Task directions:
Give back the full listing verbatim, apart from its images.

Materials provided:
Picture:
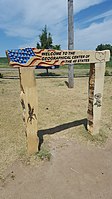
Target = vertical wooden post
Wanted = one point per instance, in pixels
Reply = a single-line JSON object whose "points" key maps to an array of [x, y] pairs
{"points": [[29, 104], [70, 42], [96, 83]]}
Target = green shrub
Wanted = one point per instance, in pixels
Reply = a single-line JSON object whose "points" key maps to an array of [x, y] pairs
{"points": [[1, 75], [107, 73]]}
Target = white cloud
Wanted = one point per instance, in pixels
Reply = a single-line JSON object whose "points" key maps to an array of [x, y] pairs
{"points": [[103, 15], [22, 15], [90, 37]]}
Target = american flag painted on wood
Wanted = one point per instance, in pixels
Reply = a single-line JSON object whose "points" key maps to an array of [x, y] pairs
{"points": [[30, 57]]}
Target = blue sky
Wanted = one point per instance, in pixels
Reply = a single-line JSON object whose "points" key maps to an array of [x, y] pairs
{"points": [[21, 22]]}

Answer space:
Picture:
Target = vertical wooden post
Wanted = one point per instance, in pixels
Reply = a single-line JSON object whose "points" key maps to an array of [x, y] pairs
{"points": [[29, 104], [70, 42], [96, 83]]}
Target = green shrub
Wanted = one point per instance, in pixels
Reply = a single-line JSON object whose "points" key maps to an array of [x, y] pairs
{"points": [[1, 75], [107, 73]]}
Target = white cloud
Wanted = one point per instance, in pixels
Reply = a single-line JSON object whose "points" key maps to an array of [x, y] pairs
{"points": [[103, 15], [22, 15], [90, 37]]}
Target = american flag painted on wood
Wanted = one point per instance, in pixels
Reply = a single-line JSON object whose "points" key maps to an array of [x, y] pairs
{"points": [[30, 57]]}
Target = blue sky
Wanted = one point per instance, in pixels
Reply = a single-line JSON object whose "points" key maps to an array of [x, y] pairs
{"points": [[21, 22]]}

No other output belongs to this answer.